● **Exercise**:
Please reproduce word for word the part of the query plans article below that starts at "Practical .NET" and stops after "the planning process.".

Practical .NET

Speeding Up Queries: How to Think About Query Plans

Often, designing databases and speeding up SQL Server queries are treated as a kind of abstract problem: A just "Find this problem, apply this solution" approach to problem solving. In practice, picking the right solution requires having a deep understanding of how your application and its users actually interact with your data. A generic solution that's applied blindly can often just create new and more exciting problems. A good example of this is in looking for solutions to manage query plans.

Planning Queries
It's worth recognizing that many SQL statements aren't, in fact, planned in any meaningful sense. One of the first things that the SQL Server optimizer does when it sees a query is determine if a query is "trivial." If a query is deemed trivial, the optimizer skips most of the planning process.

However, if a query is planned, the optimizer recognizes that it would be silly to plan it again. This is a good thing because, in our applications, the same queries do keep coming around again and again. So, once a plan is created, SQL Server flags it with a couple of identifiers that tie the plan to that query (or one very much like it) and puts that plan in a cache. When that query (or one very much like it) shows up again, then the query optimizer can skip the planning process, as it does with trivial plans.

By the way, this is worth remembering when someone tells you that a major benefit of using stored procedures is that they don't require any planning. In fact, SQL Server tries to plan only queries that aren't in stored procedures if they're (a) worth planning and (b) are running for the first time. Over time, as plans build up in the cache, only a small number of queries will require planning (ideally, less than 15 percent).

This is obviously a good thing ... but at least two things can go wrong.

Unfortunate Parameters
For example, imagine the index on the Gender column of a table listing all valid drivers in Saudi Arabia. It's only recently that women have been allowed to drive in Saudi Arabi, so the number of women in the column is going to be very small. An index on the Gender column is, obviously, a great index to use to find all the women drivers -- that index will reduce the number of rows to process to some very small number. Equally obviously, an index on the Gender column would be a terrible index to use to find male drivers because it would return virtually the whole table -- SQL Server would be better off just to scan the whole table.

● **Data shown**:
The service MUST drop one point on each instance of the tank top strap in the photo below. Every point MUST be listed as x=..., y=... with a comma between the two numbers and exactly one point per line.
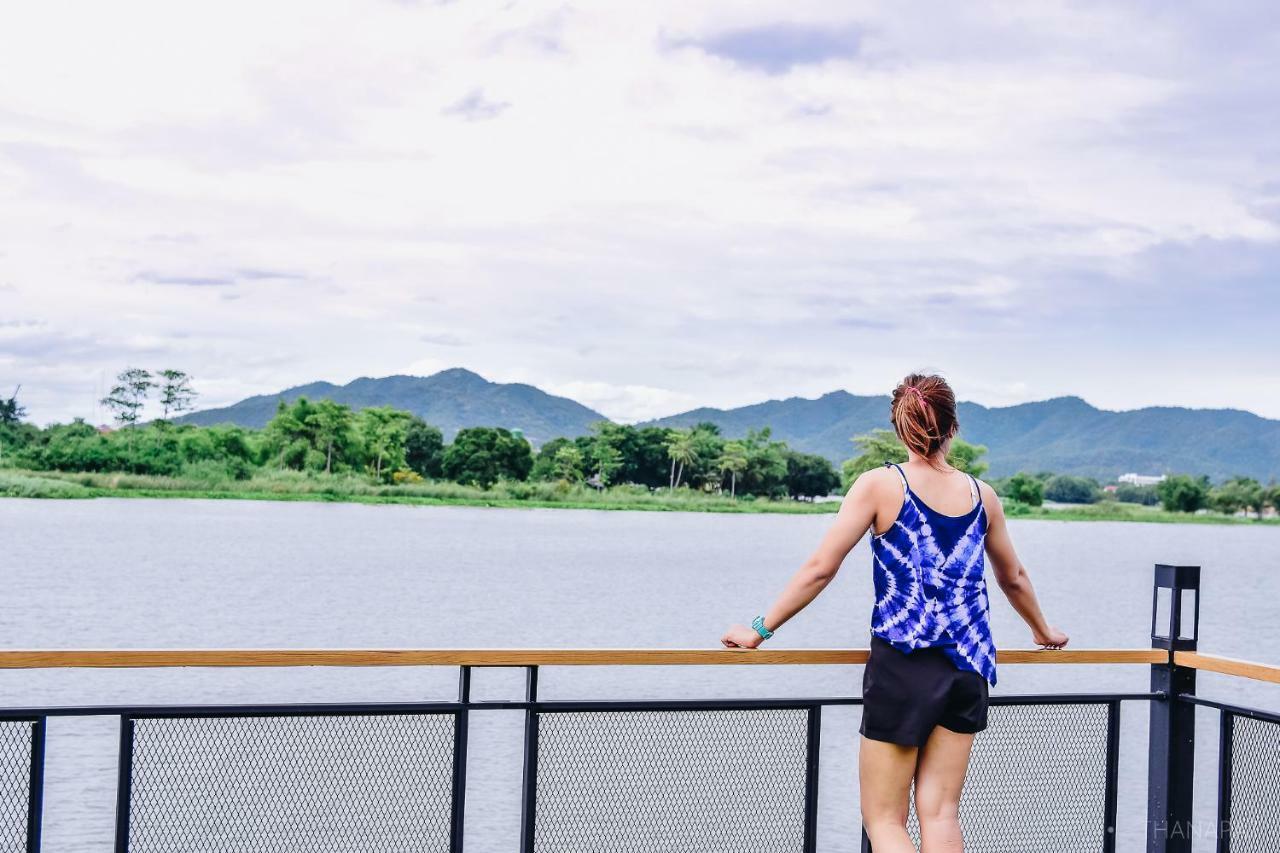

● **Answer to this task**:
Practical .NET

Speeding Up Queries: How to Think About Query Plans

Often, designing databases and speeding up SQL Server queries are treated as a kind of abstract problem: A just "Find this problem, apply this solution" approach to problem solving. In practice, picking the right solution requires having a deep understanding of how your application and its users actually interact with your data. A generic solution that's applied blindly can often just create new and more exciting problems. A good example of this is in looking for solutions to manage query plans.

Planning Queries
It's worth recognizing that many SQL statements aren't, in fact, planned in any meaningful sense. One of the first things that the SQL Server optimizer does when it sees a query is determine if a query is "trivial." If a query is deemed trivial, the optimizer skips most of the planning process.